The task.
Rewrite the lines from the beginning of the entries through the line containing "box: [442, 255, 482, 305]" as a numbered list, omitting blank lines. Leave the pictures out of your answer.

*** Entries supplied Section Begins ***

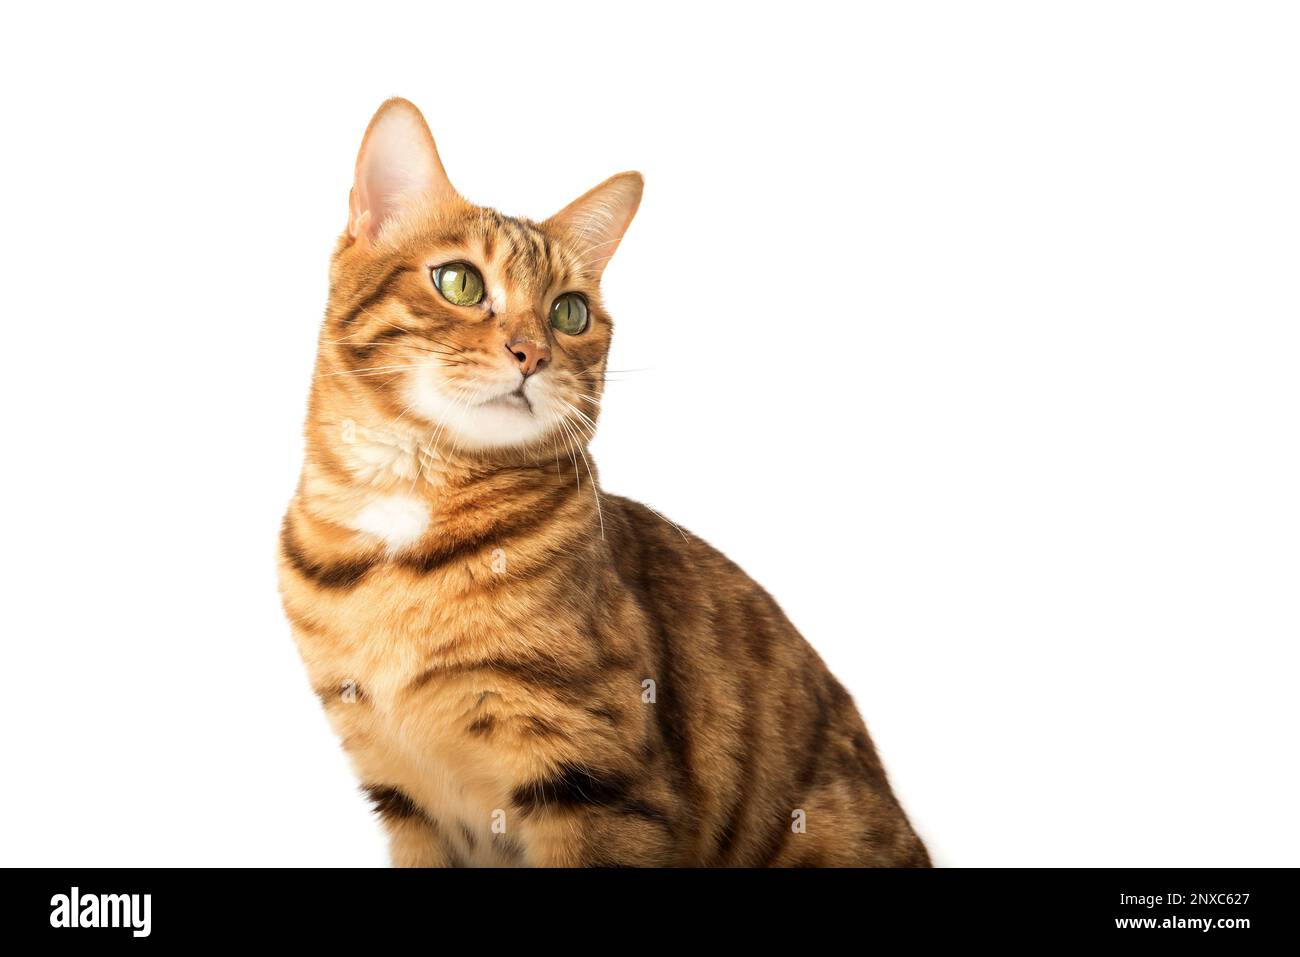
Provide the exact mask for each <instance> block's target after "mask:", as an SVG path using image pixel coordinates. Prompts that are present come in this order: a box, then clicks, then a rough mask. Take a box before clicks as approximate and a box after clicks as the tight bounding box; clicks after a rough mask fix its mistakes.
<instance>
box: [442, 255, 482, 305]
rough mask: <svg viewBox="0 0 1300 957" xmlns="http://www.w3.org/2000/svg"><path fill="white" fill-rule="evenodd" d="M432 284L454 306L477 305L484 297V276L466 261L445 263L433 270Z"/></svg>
mask: <svg viewBox="0 0 1300 957" xmlns="http://www.w3.org/2000/svg"><path fill="white" fill-rule="evenodd" d="M433 285H434V286H437V287H438V291H439V293H442V298H443V299H446V300H447V302H448V303H451V304H454V306H477V304H478V303H480V302H481V300H482V298H484V277H482V276H480V274H478V270H477V269H474V268H473V267H472V265H469V264H468V263H447V265H442V267H438V268H437V269H434V270H433Z"/></svg>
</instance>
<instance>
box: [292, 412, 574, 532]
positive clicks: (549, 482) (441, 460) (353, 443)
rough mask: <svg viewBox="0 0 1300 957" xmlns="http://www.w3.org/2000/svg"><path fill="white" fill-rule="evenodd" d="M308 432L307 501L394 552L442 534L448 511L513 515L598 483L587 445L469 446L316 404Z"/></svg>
mask: <svg viewBox="0 0 1300 957" xmlns="http://www.w3.org/2000/svg"><path fill="white" fill-rule="evenodd" d="M307 436H308V443H307V446H308V447H307V459H305V464H304V468H303V476H302V482H300V485H299V490H298V495H299V499H300V503H302V505H303V506H304V507H305V508H307V510H309V511H311V512H312V514H313V515H316V516H317V518H318V519H322V520H325V521H328V523H330V524H333V525H335V527H342V528H346V529H351V531H352V532H354V533H355V534H356V536H357V540H359V544H364V542H370V544H373V542H376V541H378V542H382V544H383V545H386V546H387V549H389V550H393V551H398V550H402V549H404V547H407V546H412V545H415V544H416V542H419V541H422V540H426V537H428V536H429V534H437V529H438V525H439V523H441V521H442V520H443V519H445V516H447V515H455V514H458V512H463V511H464V510H465V508H478V510H489V508H490V510H491V512H493V514H494V515H495V516H499V520H500V521H502V523H503V524H508V523H510V521H511V520H512V518H517V516H519V515H521V514H523V512H525V511H528V510H529V508H532V507H534V506H536V502H537V501H538V499H539V498H541V497H545V495H549V494H551V493H552V492H559V490H568V489H572V488H580V489H582V490H584V492H585V490H586V488H589V486H591V488H593V494H594V490H595V476H597V473H595V469H594V464H591V463H590V462H589V459H590V455H589V454H585V451H580V452H578V454H577V455H573V456H571V455H569V454H568V452H567V451H565V452H560V451H558V450H549V449H546V447H536V449H524V450H504V451H499V452H493V454H485V452H482V451H474V450H463V449H459V447H456V445H455V442H454V441H452V439H450V438H448V437H446V436H443V434H439V432H438V430H437V429H429V428H425V426H421V425H420V424H417V423H415V421H411V423H407V421H402V420H400V419H398V420H395V421H382V420H380V421H378V423H376V419H374V417H373V416H372V417H367V416H365V415H364V413H361V412H359V411H356V410H347V408H343V410H330V411H325V410H321V408H315V410H312V413H311V415H309V417H308V426H307ZM551 452H554V454H551ZM584 455H585V458H584ZM593 501H594V498H593Z"/></svg>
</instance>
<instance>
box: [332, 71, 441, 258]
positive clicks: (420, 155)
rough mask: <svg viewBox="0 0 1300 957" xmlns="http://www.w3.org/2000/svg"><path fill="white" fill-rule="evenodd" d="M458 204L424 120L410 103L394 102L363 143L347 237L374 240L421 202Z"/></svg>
mask: <svg viewBox="0 0 1300 957" xmlns="http://www.w3.org/2000/svg"><path fill="white" fill-rule="evenodd" d="M454 202H460V194H458V192H456V190H455V187H452V185H451V182H450V181H448V179H447V173H446V170H445V169H443V168H442V160H441V159H439V157H438V148H437V147H435V146H434V144H433V134H430V133H429V125H428V124H426V122H425V121H424V116H422V114H421V113H420V111H419V109H417V108H416V105H415V104H413V103H411V101H409V100H403V99H400V98H398V96H395V98H393V99H391V100H389V101H387V103H385V104H383V105H382V107H380V108H378V111H377V112H376V113H374V118H372V120H370V125H369V126H368V127H367V130H365V138H364V139H363V140H361V151H360V152H359V153H357V156H356V178H355V179H354V181H352V194H351V196H350V198H348V217H347V234H348V235H350V237H352V238H354V239H357V238H361V239H365V241H373V239H374V237H376V235H378V233H380V228H381V226H383V224H385V222H387V221H390V220H393V218H395V217H398V216H400V215H402V213H403V212H404V211H406V209H408V208H411V207H413V205H416V204H430V203H432V204H433V207H434V208H437V207H439V205H445V204H448V203H454Z"/></svg>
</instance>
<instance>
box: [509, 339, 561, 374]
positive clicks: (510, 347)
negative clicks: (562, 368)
mask: <svg viewBox="0 0 1300 957" xmlns="http://www.w3.org/2000/svg"><path fill="white" fill-rule="evenodd" d="M506 348H507V350H510V354H511V355H512V356H515V361H516V363H519V371H520V372H523V373H524V374H525V376H532V374H533V373H534V372H537V371H538V369H541V368H542V363H545V361H547V360H550V358H551V347H550V346H549V345H546V343H545V342H533V341H532V339H511V341H510V342H507V343H506Z"/></svg>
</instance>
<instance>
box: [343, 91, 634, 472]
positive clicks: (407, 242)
mask: <svg viewBox="0 0 1300 957" xmlns="http://www.w3.org/2000/svg"><path fill="white" fill-rule="evenodd" d="M640 196H641V177H640V176H638V174H636V173H623V174H620V176H616V177H614V178H611V179H608V181H606V182H604V183H602V185H601V186H598V187H595V189H594V190H591V191H590V192H588V194H586V195H584V196H581V198H580V199H577V200H575V202H573V203H571V204H569V205H568V207H565V208H564V209H563V211H560V212H559V213H556V215H555V216H552V217H550V218H549V220H546V221H543V222H533V221H529V220H520V218H511V217H507V216H503V215H500V213H498V212H495V211H494V209H485V208H481V207H476V205H472V204H471V203H468V202H465V200H464V199H463V198H461V196H460V195H459V194H458V192H456V191H455V190H454V189H452V187H451V185H450V182H448V181H447V178H446V174H445V173H443V170H442V164H441V161H439V160H438V155H437V151H435V148H434V144H433V139H432V137H430V135H429V133H428V127H426V126H425V124H424V118H422V117H421V116H420V113H419V111H416V108H415V107H413V105H411V104H409V103H407V101H404V100H390V101H389V103H386V104H385V105H383V107H382V108H381V109H380V112H378V113H377V114H376V117H374V120H373V121H372V122H370V127H369V130H368V131H367V137H365V140H364V142H363V146H361V152H360V156H359V159H357V173H356V182H355V183H354V187H352V198H351V216H350V222H348V230H347V234H346V235H344V237H343V239H342V241H341V243H339V248H338V251H337V252H335V257H334V269H333V273H331V280H333V281H331V294H330V309H329V316H328V320H326V326H325V334H324V335H322V342H321V355H322V363H321V367H322V369H325V368H326V367H328V371H326V372H325V373H324V374H325V376H328V377H331V378H337V380H338V381H337V382H331V384H330V385H331V386H333V387H335V389H344V390H348V391H350V393H351V394H352V395H356V394H357V393H359V391H361V390H364V393H365V398H367V399H368V400H369V402H370V404H373V406H374V407H377V408H380V410H382V412H383V413H385V415H387V413H391V416H393V417H394V419H395V420H404V423H406V424H408V425H409V424H416V423H419V424H421V425H424V426H425V428H428V430H429V433H430V441H432V443H433V445H435V446H437V447H438V449H439V450H451V449H455V450H456V451H471V452H472V451H474V450H493V449H517V447H545V449H551V447H556V449H567V447H568V446H569V445H572V443H577V445H585V442H586V441H588V439H589V438H590V434H591V432H593V430H594V428H595V419H597V415H598V410H599V398H601V394H602V385H603V381H604V363H606V355H607V352H608V347H610V332H611V325H610V317H608V315H607V313H606V312H604V309H603V307H602V304H601V296H599V280H601V273H602V270H603V268H604V265H606V263H608V260H610V256H612V254H614V250H615V248H616V247H617V243H619V241H620V238H621V237H623V231H624V230H625V229H627V226H628V224H629V222H630V220H632V216H633V213H634V212H636V208H637V203H638V202H640ZM326 359H328V361H326Z"/></svg>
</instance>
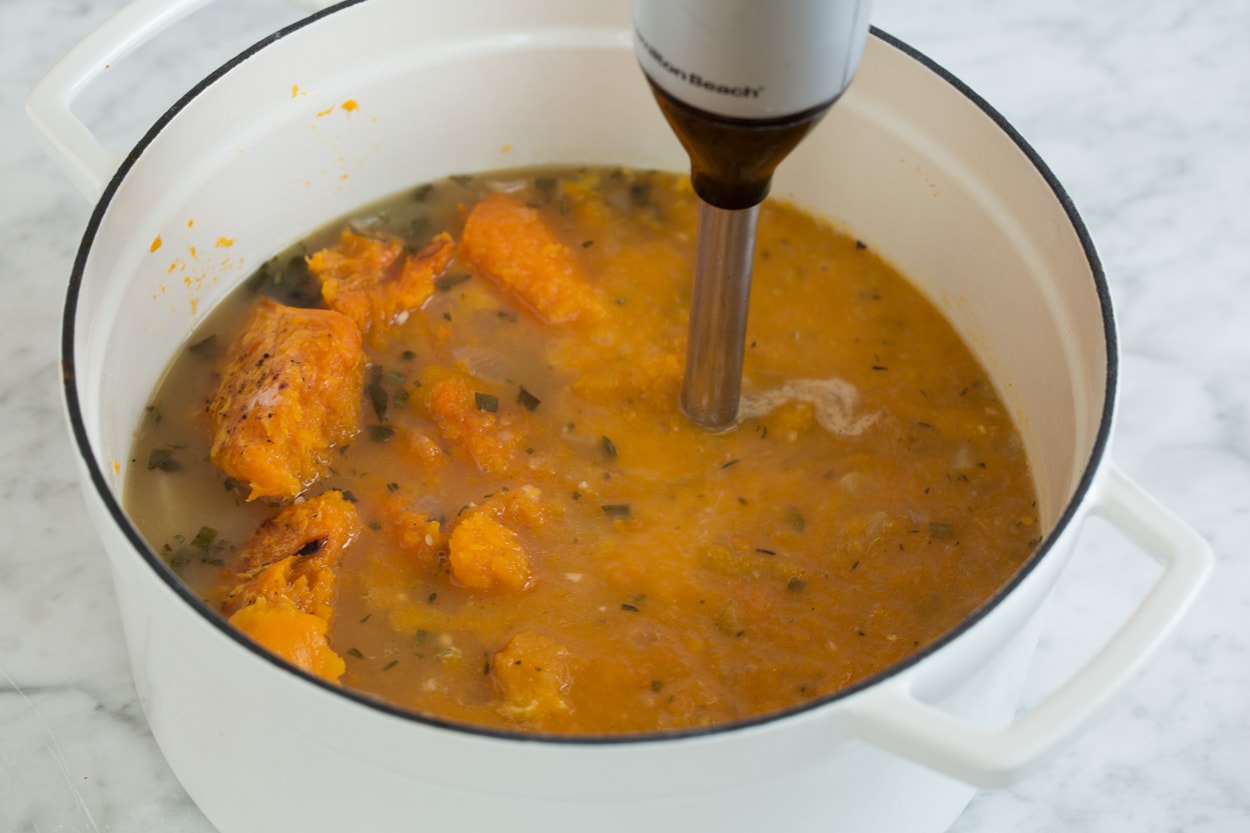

*** Entries supplied Section Ends ***

Your response.
1. Provide the exact mask for each <instance> block's target after "mask:", as an SVG path using image pixel coordinates. Prompts that are present come in this order: a box, then clicks, then a rough mask. Take a box before clicks as approximate and a box after clicks as the tight bounding box; clicks after a rough mask fix its mistakes.
2. <instance>
3. box: [442, 255, 482, 305]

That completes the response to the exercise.